▸ **CHALLENGE**
Reproduce the listing below from the line containing "Practice step: indicate the woman's face" through the end of the listing, inclusive, shifting each point's coordinates by adding 10 to both numbers. Keep the labeling requests as they are, and leave the pictures out.

────────────────────

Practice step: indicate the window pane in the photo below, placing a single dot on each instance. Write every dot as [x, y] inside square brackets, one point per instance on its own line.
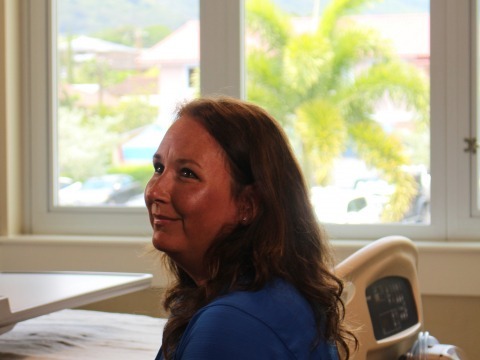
[121, 68]
[350, 84]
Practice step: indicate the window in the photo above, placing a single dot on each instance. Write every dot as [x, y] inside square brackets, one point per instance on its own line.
[350, 83]
[222, 70]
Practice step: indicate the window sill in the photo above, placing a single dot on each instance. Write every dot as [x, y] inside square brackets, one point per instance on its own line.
[442, 265]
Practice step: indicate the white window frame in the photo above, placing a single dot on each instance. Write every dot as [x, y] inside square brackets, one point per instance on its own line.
[222, 72]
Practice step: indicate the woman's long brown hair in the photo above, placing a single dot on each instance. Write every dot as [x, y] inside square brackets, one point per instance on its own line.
[283, 240]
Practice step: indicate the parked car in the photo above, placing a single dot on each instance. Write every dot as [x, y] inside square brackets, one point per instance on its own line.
[112, 189]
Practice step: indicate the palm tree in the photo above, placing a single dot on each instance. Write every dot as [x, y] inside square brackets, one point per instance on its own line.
[323, 86]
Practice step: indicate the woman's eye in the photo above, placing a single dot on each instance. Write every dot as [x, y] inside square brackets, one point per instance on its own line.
[158, 168]
[185, 172]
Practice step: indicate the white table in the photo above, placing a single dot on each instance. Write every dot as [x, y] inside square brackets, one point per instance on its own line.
[27, 295]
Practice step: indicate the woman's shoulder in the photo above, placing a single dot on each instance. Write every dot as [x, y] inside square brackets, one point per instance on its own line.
[276, 318]
[277, 301]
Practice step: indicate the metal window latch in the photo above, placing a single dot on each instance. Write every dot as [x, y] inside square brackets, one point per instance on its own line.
[472, 145]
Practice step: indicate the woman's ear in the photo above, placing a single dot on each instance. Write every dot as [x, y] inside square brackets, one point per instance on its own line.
[248, 204]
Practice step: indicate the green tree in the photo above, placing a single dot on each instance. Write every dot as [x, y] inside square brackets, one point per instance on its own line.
[323, 86]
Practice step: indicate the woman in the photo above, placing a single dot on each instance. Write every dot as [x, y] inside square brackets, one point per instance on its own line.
[229, 207]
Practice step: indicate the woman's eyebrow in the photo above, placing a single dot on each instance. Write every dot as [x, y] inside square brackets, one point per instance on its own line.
[186, 161]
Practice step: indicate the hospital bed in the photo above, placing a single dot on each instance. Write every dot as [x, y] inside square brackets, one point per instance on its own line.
[383, 306]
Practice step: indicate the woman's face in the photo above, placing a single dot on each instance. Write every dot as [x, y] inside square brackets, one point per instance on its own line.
[189, 197]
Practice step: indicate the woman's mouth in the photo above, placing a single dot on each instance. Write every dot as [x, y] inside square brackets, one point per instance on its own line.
[162, 220]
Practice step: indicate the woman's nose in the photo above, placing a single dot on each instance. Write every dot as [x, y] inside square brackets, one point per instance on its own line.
[159, 188]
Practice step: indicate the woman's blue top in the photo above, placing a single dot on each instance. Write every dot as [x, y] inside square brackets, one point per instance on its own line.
[275, 322]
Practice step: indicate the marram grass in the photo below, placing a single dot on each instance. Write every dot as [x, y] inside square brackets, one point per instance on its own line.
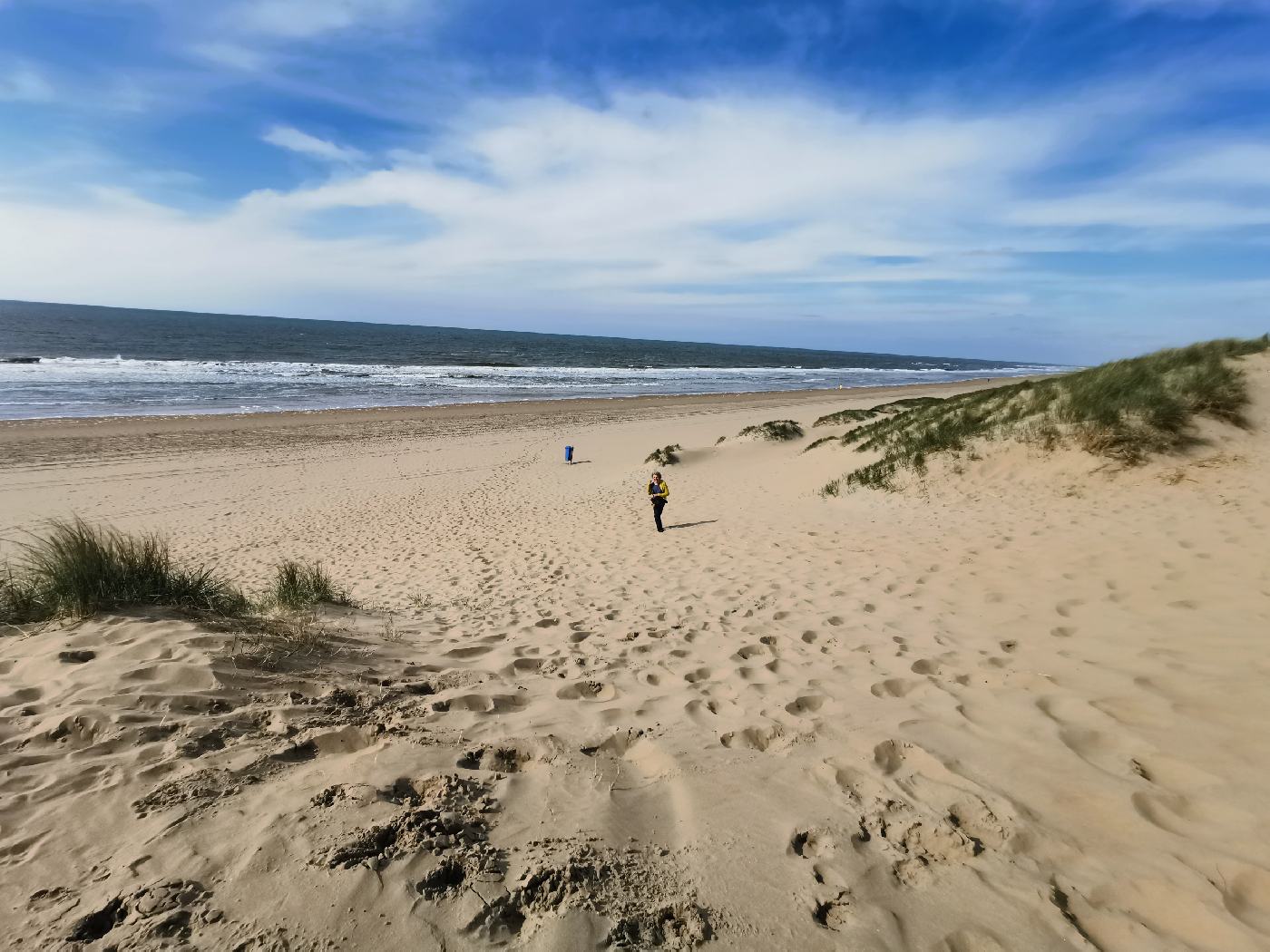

────────────────────

▸ **ANSWER IN FULL**
Practice step: indicate the woman's face in the photo above, placing a single dot on each instance. Write every dot as [x, y] inside square brackets, one point per instance on its own line.
[199, 207]
Practice step: indicate the woman's mouth in the photo above, placing a single dot on each instance. Write every dot as [x, y] inside square brackets, one point per instance on its own line.
[172, 230]
Practice step: indicate the woman's nose in the photo above, placing a single dot on each instance. Write every dot as [x, y] inside square brackets, one point per instance on its own line.
[169, 198]
Practice step: indicate the woman's blue top in the photo above, placing a single dot on each instance. Write every dot as [x, y] inside square brackets, one point per instance on its own line.
[285, 332]
Practice step: indicate the marram grass in the photo below, placing a single dot on each instance. Write every dot as [x, y] inside square brackets, one point per instance on its own line.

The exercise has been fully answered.